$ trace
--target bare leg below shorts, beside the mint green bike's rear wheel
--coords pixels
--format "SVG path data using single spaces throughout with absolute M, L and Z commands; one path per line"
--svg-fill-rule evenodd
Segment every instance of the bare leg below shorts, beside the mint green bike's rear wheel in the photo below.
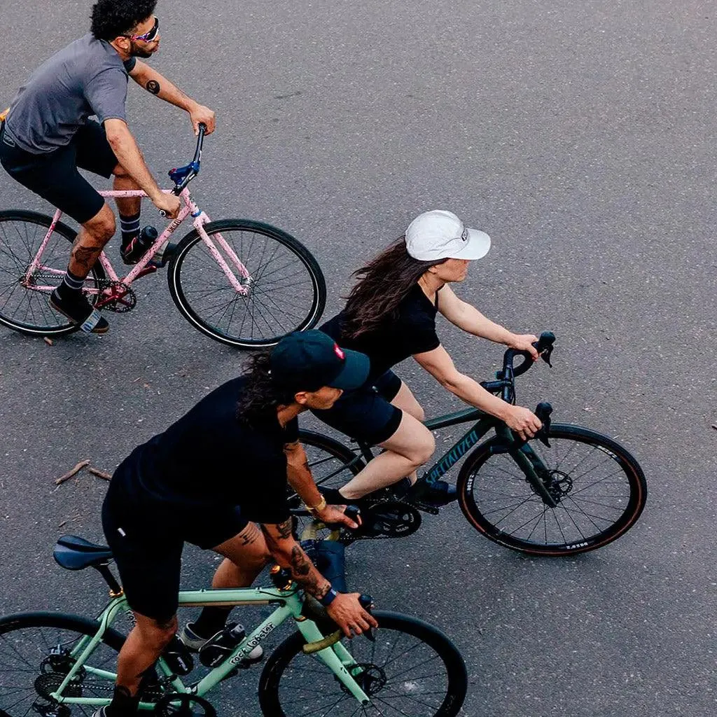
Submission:
M 142 675 L 156 662 L 177 629 L 176 615 L 165 622 L 138 612 L 134 615 L 137 624 L 127 636 L 117 659 L 117 685 L 128 690 L 130 695 L 137 694 Z

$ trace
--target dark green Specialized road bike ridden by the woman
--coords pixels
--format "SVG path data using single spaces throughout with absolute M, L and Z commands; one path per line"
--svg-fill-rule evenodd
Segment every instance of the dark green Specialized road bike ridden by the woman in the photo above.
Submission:
M 550 365 L 555 341 L 541 334 L 536 348 Z M 518 356 L 523 363 L 513 366 Z M 516 402 L 516 376 L 533 361 L 527 352 L 508 349 L 495 381 L 481 384 L 505 402 Z M 458 503 L 470 524 L 486 538 L 507 548 L 533 555 L 565 556 L 601 548 L 624 535 L 647 500 L 647 485 L 635 458 L 615 440 L 590 429 L 552 423 L 549 403 L 538 404 L 543 422 L 538 435 L 520 440 L 499 419 L 468 408 L 425 422 L 432 431 L 470 424 L 450 450 L 419 478 L 429 486 L 465 457 L 457 479 Z M 493 431 L 488 440 L 480 440 Z M 314 479 L 318 485 L 341 488 L 374 457 L 365 442 L 344 445 L 326 435 L 300 431 Z M 327 533 L 311 520 L 293 498 L 298 536 Z M 421 525 L 421 513 L 438 508 L 408 498 L 389 487 L 362 501 L 364 524 L 359 531 L 334 532 L 344 543 L 359 538 L 399 538 Z

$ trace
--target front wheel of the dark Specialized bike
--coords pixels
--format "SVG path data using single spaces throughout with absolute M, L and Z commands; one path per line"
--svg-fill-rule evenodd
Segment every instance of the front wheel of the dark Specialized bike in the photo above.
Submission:
M 508 453 L 491 454 L 490 441 L 471 453 L 458 476 L 465 517 L 486 538 L 533 555 L 562 556 L 601 548 L 635 525 L 647 485 L 630 453 L 587 428 L 553 424 L 551 447 L 531 440 L 546 471 L 551 508 Z

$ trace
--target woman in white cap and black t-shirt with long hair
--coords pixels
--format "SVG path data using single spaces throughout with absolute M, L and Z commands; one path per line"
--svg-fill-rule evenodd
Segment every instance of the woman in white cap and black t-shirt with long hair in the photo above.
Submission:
——————————
## WORK ITEM
Please return all lines in the material above that include the word "white".

## TASK SOLUTION
--target woman in white cap and black t-shirt with long hair
Segment every instance of the woman in white cap and black t-shirt with long hair in the photo above.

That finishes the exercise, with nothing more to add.